==== SELECTED EXCERPT ====
Police Scotland ridiculed after officer snapped on swing



POLICE Scotland have been ridiculed after a photograph was posted online clearly showing a uniformed officer playing on a makeshift rope swing.

The image taken yesterday shows a male officer, smiling away, as he swings on a piece of orange rope attached to a tree in Torry, Aberdeen.

Another officer, also wearing his full Police Scotland uniform, is also shown watching on while his colleague plays.

The officers had been called out to investigate concerns over kids playing on the swing.

The image was shared by a surprised onlooker yesterday who wrote: “Pictured in Aberdeen today, police enjoying a bit of down time.”

It is understood Police Scotland were called out to the area after receiving calls from concerned locals about kids playing near a construction site.

Another picture shows officers moving the children on from the swing – before deciding to test it out for themselves.

It was then taken down before the officers, according to locals, drove the children back to their homes, allowing them to wear their police hats on the way.

Onlookers said the officers moved children on before having a go themselves.


But a spokeswoman for the Scottish Conservatives said: “Taxpayers will be dismayed that police officers are playing on swings when they should be out keeping our streets safe.

“What kind of example does this set to others? It highlights a police force in utter chaos.

“The Scottish Conservatives are the only strong party to hold the SNP to account on their soft touch approach to justice in Scotland.”

The post has received hundreds of likes, with many users taking to the image to ridicule Police Scotland.

One user wrote: “That’s not down time, he’s in the police helicopter looking for crime.

“Afterwards they ran back to their treehouse headquarters shouting “NEE NAW! NEE NAW!” and farted into their walkie talkies.”

One said: “Requesting urgent backup. PC McCloud has uncovered a major crime swing-dicate”

And another wrote: “If they’re anything like their Glaswegian counterparts then they’re probably waiting for some 10 year old kids to come along so they can pat them down and aggressively question their motives for being out the house.”

Although many social media users criticised the officers, others saw the light side.

Tracy Marie Marr, who uploaded the images to Facebook, wrote: “I think it’s an absolutely brilliant picture, shows they have a different side to what people think.”

Debbie Thomson said: “Love it. These boys work so hard and under so much stress. A bit of light relief.”

And former officer Brian Wallace said: “I’ve just retired after 50 years work and not once did I get to go on the swing….Envy.”

The force came under fire last year after taking more than three days to attend to a car crash on the M9 – despite receiving an emergency call at the time of the incident.

Lamara Bell, 25, was forced to lay beside her dead boyfriend, John Yuill, 28 until police officers finally attended the scene near Bannockburn, Stirling.

The mother-of-two was placed in a medically induced coma after suffering a head injury, broken bones and kidney damage as a result of dehydration.

She died four days later at Queen Elizabeth University hospital in Glasgow.

It later emerged that the initial emergency call was not entered into Police Scotland’s system, prompting an urgent review into the force’s call-handling procedures.

Last month they were also criticised for sending 40 police officers and a police helicopter to a family home in Glasgow – after receiving a complaint about a dog biting another dog.

Audit Scotland revealed that complaints against Police Scotland last year soared by almost 45 per cent in last year.

Police Scotland today confirmed that the officers responded to safety concerns about children playing on a swing rope – by playing on the same rope.

Chief Inspector Graeme Mackie said: “Our officers responded to a report of concern from a member of the public on Tuesday regarding children playing on a makeshift swing in the Torry area.

“Police Scotland’s main priority is the safety of the public, and in this case our main priority was the safety of the children involved.

“Community policing often requires different ways of handling different situations, and on this occasion the officer in question engaged with the children in a light hearted manner as the situation required and the children involved responded very positively to this.”
==== EXTRACTED INFORMATION ====
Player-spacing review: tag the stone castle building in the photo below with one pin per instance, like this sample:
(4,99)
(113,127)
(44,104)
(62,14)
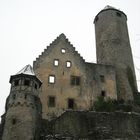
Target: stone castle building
(61,80)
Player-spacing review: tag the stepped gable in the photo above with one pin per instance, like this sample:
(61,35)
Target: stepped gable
(26,70)
(46,51)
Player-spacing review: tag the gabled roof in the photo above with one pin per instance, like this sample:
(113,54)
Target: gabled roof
(52,45)
(26,70)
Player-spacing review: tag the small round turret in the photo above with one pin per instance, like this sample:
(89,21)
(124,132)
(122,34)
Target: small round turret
(23,106)
(113,48)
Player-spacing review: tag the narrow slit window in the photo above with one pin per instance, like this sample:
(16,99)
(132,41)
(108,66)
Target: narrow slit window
(56,62)
(51,79)
(68,64)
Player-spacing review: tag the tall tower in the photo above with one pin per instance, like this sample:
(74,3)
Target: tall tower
(23,107)
(113,48)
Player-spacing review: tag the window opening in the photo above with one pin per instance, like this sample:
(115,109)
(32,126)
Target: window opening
(14,121)
(51,101)
(56,62)
(16,82)
(68,64)
(96,18)
(25,97)
(26,82)
(14,96)
(70,103)
(102,78)
(118,14)
(103,93)
(63,50)
(51,79)
(35,86)
(75,80)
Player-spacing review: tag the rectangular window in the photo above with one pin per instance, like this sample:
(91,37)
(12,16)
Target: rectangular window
(56,62)
(102,78)
(63,50)
(118,14)
(51,79)
(75,80)
(68,64)
(16,82)
(51,101)
(70,103)
(26,82)
(103,93)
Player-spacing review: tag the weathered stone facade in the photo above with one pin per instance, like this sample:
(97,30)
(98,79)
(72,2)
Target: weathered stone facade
(113,48)
(23,109)
(70,83)
(84,92)
(80,125)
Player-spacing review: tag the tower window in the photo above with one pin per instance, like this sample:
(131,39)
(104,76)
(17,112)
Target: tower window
(118,14)
(16,82)
(51,79)
(103,93)
(102,78)
(68,64)
(26,82)
(63,50)
(70,103)
(75,80)
(56,62)
(51,101)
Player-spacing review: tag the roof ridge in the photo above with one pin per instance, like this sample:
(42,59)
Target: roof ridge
(53,44)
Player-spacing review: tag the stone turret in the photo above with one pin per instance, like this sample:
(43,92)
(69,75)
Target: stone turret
(23,107)
(113,48)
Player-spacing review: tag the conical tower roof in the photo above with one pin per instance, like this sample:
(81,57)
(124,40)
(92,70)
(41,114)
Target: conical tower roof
(26,70)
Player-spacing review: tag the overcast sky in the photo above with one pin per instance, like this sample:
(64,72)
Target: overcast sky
(28,26)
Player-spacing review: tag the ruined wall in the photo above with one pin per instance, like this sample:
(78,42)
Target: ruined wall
(101,79)
(53,62)
(93,125)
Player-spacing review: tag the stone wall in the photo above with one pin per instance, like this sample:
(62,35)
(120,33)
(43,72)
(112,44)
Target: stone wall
(98,126)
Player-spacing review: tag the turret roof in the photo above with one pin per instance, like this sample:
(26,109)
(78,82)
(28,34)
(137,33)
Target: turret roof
(26,70)
(109,7)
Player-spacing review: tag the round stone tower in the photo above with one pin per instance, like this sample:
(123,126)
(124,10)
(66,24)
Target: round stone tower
(23,107)
(113,48)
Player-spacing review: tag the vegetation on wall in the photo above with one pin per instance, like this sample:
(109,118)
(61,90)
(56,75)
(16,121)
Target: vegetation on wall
(131,79)
(108,105)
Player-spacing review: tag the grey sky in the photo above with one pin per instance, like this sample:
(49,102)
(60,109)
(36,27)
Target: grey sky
(28,26)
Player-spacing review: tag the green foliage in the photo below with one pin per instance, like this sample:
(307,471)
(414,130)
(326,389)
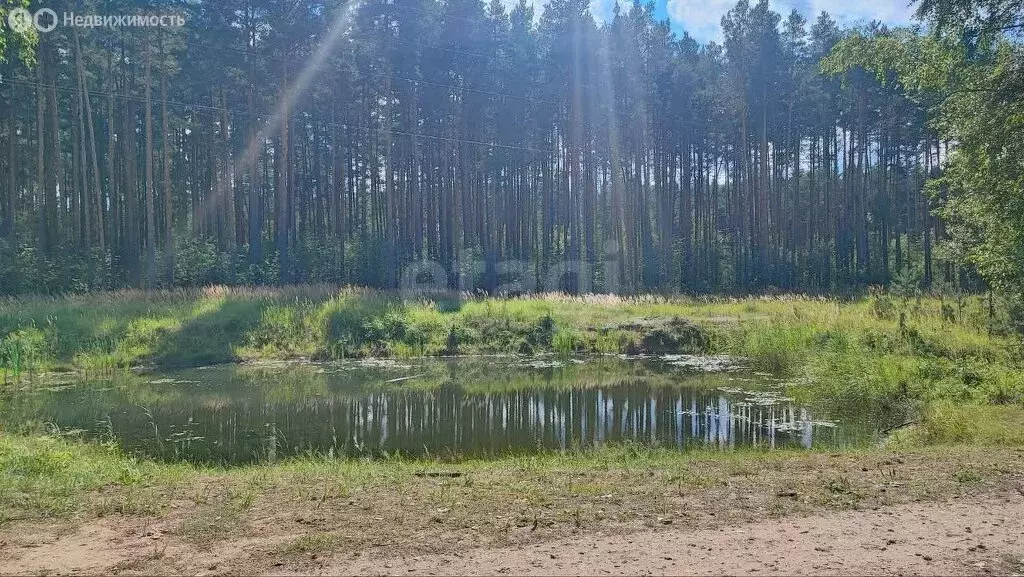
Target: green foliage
(972,73)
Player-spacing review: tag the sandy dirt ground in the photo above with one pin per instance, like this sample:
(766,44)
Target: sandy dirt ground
(969,535)
(952,538)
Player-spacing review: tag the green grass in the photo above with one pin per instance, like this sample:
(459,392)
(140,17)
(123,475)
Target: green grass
(871,349)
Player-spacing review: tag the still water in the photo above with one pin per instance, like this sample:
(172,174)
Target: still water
(441,408)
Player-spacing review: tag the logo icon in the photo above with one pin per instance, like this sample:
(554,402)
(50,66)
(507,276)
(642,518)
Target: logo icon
(19,21)
(49,23)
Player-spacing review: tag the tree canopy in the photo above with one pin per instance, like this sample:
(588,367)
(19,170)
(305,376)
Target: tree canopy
(272,141)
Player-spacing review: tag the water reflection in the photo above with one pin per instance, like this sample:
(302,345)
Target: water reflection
(235,415)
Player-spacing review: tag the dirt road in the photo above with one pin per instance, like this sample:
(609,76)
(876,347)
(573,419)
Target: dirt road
(965,536)
(952,538)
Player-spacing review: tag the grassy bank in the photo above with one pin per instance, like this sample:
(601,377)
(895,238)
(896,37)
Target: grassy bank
(960,377)
(880,346)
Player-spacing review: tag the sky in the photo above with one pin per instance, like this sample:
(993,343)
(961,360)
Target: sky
(701,17)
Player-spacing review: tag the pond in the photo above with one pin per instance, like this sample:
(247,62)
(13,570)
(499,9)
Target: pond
(450,409)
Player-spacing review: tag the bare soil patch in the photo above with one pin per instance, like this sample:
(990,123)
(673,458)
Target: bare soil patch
(945,510)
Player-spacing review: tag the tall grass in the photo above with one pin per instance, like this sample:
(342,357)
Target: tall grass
(880,347)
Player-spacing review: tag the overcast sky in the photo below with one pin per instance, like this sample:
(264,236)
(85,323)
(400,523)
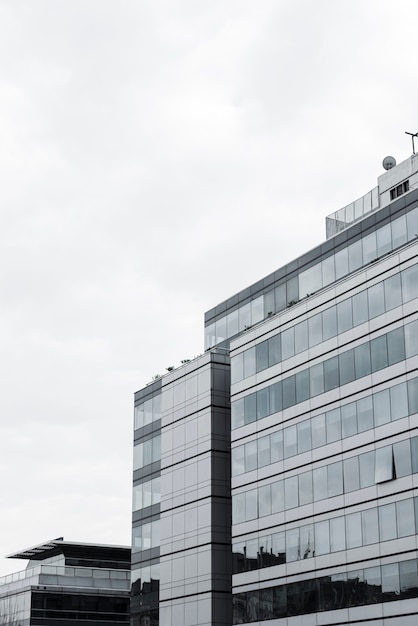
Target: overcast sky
(157,157)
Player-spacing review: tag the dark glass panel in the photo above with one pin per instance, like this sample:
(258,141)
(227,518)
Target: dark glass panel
(362,360)
(344,315)
(274,350)
(262,356)
(360,308)
(289,391)
(302,386)
(379,353)
(349,419)
(250,408)
(393,293)
(408,574)
(263,408)
(275,398)
(376,297)
(365,414)
(329,323)
(396,346)
(346,367)
(331,374)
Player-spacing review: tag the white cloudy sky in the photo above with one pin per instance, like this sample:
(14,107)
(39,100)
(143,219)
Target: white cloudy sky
(155,158)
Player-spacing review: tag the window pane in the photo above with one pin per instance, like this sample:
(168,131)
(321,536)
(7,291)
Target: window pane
(320,480)
(387,522)
(410,283)
(362,360)
(402,456)
(304,436)
(292,545)
(355,256)
(399,232)
(360,308)
(346,366)
(408,573)
(367,469)
(384,464)
(390,582)
(337,534)
(328,271)
(250,456)
(301,337)
(274,350)
(316,374)
(289,391)
(277,496)
(351,475)
(275,398)
(341,263)
(369,248)
(322,538)
(384,240)
(376,300)
(249,362)
(335,479)
(413,395)
(331,374)
(365,414)
(263,408)
(251,504)
(399,401)
(349,419)
(333,424)
(411,338)
(302,386)
(276,444)
(237,368)
(290,442)
(315,329)
(318,431)
(261,356)
(405,517)
(238,508)
(329,323)
(250,408)
(396,346)
(291,492)
(305,488)
(344,315)
(379,353)
(263,449)
(237,413)
(370,526)
(307,547)
(288,343)
(381,407)
(264,501)
(393,294)
(353,530)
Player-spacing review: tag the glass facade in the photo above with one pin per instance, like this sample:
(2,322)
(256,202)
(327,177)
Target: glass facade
(368,247)
(291,488)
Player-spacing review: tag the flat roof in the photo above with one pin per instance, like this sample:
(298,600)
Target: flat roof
(53,547)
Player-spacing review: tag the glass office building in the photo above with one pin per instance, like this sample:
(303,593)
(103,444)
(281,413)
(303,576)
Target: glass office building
(67,583)
(181,536)
(324,423)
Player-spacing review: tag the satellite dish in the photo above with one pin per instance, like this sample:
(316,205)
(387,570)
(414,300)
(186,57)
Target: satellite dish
(388,163)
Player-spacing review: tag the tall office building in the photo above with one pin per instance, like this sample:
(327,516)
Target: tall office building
(324,424)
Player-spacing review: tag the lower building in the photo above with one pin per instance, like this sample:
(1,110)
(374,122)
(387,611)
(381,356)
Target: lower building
(68,584)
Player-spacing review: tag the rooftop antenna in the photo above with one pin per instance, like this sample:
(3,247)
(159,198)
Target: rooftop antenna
(412,137)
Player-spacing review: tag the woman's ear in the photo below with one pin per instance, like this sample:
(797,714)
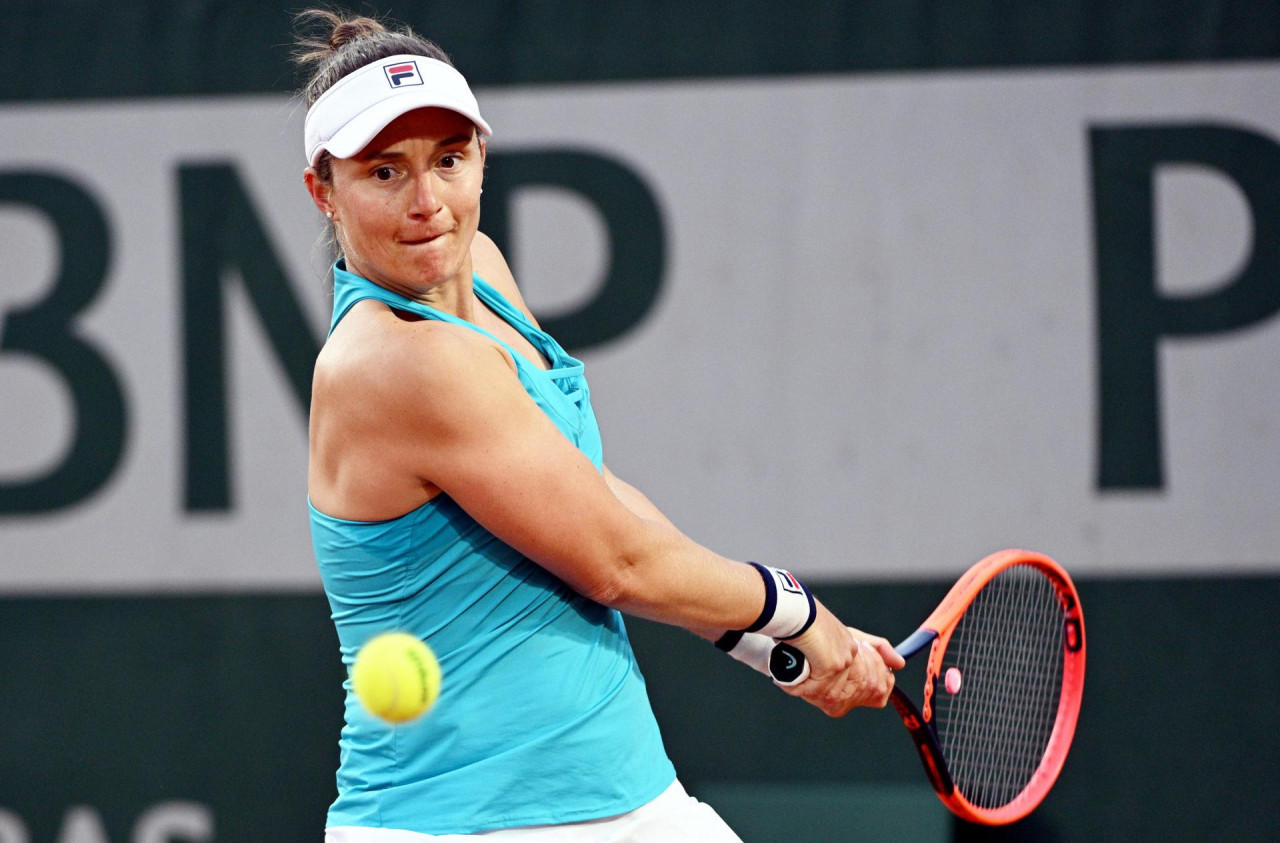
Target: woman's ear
(319,191)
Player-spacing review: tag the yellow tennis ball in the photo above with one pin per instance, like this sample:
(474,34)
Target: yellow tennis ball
(396,677)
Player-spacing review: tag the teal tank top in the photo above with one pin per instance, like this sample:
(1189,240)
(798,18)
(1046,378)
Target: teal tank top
(543,715)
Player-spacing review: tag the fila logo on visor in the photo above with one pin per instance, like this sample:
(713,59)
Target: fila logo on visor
(403,74)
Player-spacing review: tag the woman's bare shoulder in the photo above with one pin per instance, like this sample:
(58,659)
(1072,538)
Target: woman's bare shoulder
(379,354)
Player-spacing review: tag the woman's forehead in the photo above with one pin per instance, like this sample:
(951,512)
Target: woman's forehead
(433,126)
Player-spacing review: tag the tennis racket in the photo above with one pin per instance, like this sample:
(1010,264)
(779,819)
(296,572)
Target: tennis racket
(1002,686)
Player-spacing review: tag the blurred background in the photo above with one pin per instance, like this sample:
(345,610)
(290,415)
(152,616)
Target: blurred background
(867,289)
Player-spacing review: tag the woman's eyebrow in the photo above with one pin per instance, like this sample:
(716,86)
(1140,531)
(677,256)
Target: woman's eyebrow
(391,154)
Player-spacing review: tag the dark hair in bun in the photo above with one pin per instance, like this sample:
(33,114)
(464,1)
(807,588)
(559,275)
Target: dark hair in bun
(333,44)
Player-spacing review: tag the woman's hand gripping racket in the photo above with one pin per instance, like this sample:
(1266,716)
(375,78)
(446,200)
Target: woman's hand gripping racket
(1002,686)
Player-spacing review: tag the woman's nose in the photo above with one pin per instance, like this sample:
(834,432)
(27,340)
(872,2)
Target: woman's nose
(426,198)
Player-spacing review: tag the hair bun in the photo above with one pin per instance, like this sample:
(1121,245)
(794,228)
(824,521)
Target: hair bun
(347,31)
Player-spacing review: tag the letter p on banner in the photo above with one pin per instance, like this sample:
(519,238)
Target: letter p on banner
(1132,314)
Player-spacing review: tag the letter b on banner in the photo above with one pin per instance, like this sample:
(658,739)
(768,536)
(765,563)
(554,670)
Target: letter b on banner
(48,331)
(1132,312)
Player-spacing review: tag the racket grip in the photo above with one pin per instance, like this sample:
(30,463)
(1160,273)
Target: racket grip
(787,665)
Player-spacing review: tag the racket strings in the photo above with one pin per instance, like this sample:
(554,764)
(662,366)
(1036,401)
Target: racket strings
(1008,647)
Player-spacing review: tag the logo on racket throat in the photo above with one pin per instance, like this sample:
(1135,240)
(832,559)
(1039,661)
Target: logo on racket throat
(403,74)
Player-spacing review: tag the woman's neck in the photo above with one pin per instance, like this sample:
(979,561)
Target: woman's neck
(455,296)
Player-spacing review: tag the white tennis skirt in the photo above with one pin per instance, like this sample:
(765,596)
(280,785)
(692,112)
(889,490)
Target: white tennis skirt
(673,816)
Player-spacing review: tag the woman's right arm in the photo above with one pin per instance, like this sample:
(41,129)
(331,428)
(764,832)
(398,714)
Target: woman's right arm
(449,407)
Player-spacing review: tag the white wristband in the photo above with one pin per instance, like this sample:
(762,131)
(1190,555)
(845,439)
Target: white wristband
(762,654)
(789,606)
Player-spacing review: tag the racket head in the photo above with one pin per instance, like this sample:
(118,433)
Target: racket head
(1004,683)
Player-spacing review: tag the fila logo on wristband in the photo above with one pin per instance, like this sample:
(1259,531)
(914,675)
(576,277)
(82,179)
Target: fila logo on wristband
(789,606)
(787,581)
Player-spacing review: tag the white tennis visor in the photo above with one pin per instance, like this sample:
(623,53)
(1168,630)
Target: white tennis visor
(360,105)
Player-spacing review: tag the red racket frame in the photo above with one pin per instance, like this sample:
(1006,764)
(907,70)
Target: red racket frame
(937,628)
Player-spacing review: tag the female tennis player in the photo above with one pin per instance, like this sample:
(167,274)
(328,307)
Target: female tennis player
(457,491)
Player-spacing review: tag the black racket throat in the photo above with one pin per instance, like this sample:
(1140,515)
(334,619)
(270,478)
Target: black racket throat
(922,732)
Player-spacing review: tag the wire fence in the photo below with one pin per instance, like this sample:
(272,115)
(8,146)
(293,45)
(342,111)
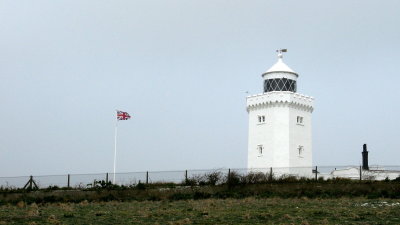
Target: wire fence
(179,177)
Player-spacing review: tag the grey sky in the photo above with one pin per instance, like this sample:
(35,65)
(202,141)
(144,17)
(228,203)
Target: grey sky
(181,69)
====
## THE PROBLEM
Render into Spanish this sentence from the news report on the Aberdeen rope swing: "The officers had been called out to investigate concerns over kids playing on the swing."

## EXERCISE RESPONSE
Los agentes habían sido llamados para investigar la preocupación por unos niños que jugaban en el columpio.